**INFORMATION PROVIDED**

○ ○ ○ ○ ○

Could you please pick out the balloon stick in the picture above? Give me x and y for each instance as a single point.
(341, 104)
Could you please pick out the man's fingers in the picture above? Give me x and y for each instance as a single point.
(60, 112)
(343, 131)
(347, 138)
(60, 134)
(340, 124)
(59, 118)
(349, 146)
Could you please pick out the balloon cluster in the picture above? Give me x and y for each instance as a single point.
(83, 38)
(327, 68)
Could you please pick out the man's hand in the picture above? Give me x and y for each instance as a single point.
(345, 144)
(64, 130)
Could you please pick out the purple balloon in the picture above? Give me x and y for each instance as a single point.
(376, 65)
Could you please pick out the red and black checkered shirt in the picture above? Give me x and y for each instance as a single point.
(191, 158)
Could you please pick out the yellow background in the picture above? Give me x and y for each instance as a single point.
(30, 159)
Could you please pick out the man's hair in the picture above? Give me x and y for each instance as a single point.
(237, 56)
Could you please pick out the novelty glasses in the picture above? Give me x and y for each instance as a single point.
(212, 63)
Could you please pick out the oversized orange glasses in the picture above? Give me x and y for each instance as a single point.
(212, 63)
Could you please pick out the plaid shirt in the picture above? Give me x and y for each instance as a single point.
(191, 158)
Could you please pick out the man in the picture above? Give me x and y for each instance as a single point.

○ ○ ○ ○ ○

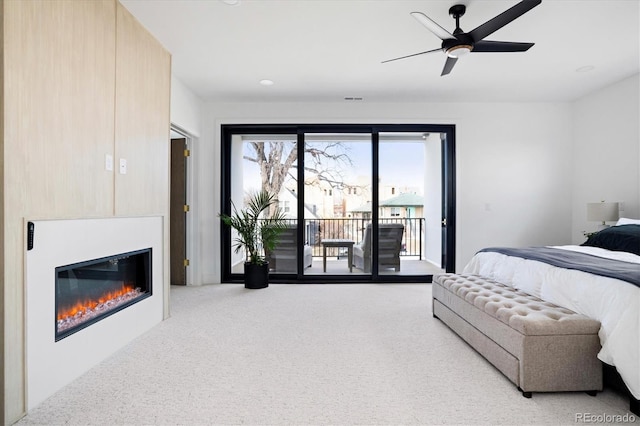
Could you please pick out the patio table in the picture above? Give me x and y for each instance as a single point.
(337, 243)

○ ○ ○ ○ ○

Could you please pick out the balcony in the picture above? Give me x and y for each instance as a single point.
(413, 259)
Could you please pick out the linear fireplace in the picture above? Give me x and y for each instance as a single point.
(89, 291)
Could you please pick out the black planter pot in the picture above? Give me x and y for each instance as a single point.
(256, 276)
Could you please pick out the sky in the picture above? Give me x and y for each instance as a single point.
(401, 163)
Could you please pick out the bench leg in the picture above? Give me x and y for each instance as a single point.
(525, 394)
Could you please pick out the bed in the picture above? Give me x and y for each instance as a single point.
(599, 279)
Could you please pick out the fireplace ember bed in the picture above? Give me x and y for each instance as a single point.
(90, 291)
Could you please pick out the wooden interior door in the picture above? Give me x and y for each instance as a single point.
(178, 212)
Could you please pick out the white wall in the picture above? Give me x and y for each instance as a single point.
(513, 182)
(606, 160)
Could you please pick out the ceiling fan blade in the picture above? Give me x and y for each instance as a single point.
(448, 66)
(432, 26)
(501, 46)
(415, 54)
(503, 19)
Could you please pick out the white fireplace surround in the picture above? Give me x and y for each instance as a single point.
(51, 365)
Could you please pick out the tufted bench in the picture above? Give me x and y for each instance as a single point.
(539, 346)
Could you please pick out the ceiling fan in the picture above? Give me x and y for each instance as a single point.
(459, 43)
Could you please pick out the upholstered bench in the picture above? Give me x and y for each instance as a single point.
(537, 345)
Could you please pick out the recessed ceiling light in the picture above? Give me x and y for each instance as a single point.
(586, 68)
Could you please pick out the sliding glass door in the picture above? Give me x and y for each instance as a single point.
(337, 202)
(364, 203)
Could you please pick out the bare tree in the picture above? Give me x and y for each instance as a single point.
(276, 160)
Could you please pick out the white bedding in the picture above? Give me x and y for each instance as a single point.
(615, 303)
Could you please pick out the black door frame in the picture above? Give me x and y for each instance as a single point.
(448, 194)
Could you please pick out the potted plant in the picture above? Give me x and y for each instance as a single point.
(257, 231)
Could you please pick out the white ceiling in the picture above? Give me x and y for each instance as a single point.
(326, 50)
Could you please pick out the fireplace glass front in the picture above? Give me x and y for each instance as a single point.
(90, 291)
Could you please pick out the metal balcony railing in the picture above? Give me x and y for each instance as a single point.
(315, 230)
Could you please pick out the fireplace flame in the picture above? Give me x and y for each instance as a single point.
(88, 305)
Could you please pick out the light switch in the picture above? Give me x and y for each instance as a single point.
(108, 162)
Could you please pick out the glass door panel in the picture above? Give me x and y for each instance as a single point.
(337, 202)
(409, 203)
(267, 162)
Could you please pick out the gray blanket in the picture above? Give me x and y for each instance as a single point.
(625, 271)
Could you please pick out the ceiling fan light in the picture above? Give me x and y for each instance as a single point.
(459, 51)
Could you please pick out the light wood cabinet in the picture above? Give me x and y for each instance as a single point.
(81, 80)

○ ○ ○ ○ ○

**WHAT TO WORK ON**
Send back an exact copy of only the lines from the line with "Could you please pick out the balloon cluster" up to and including the line with "Could you please pick out the man in" in the data above.

**OUTPUT**
Could you please pick out the balloon cluster in the picture above? Give me x and y for each instance as a single point.
(83, 38)
(327, 68)
Could you please pick out the man's hand in the picture above? Give me x and y for each instance as a single point.
(345, 144)
(64, 130)
Could you please pick out the purple balloon in the picture above? Give me x and y for each instance as a single point.
(376, 65)
Could you please pick out the red and black checkered shirt in the picture above? Give me x and y for each instance as a single point.
(191, 158)
Could you please pick out the yellow background in the picture above? Give me x and y for each instance as a single point.
(30, 159)
Could you please pick out the man's hair in the picture above? Give me x and y for each instance as a single point.
(237, 56)
Could you please pick out the novelty glasses in the picture above? Give me x and y for each instance as a single point.
(212, 63)
Could you please pick out the oversized orange glasses in the picture above? Give me x and y for each instance as a single point.
(212, 63)
Could you please pick out the plaid shirt in the picture above? Give me x and y for each instance as a single point.
(191, 158)
Could you please pick out the man in the picture above? Give me x and y for each instance as a single point.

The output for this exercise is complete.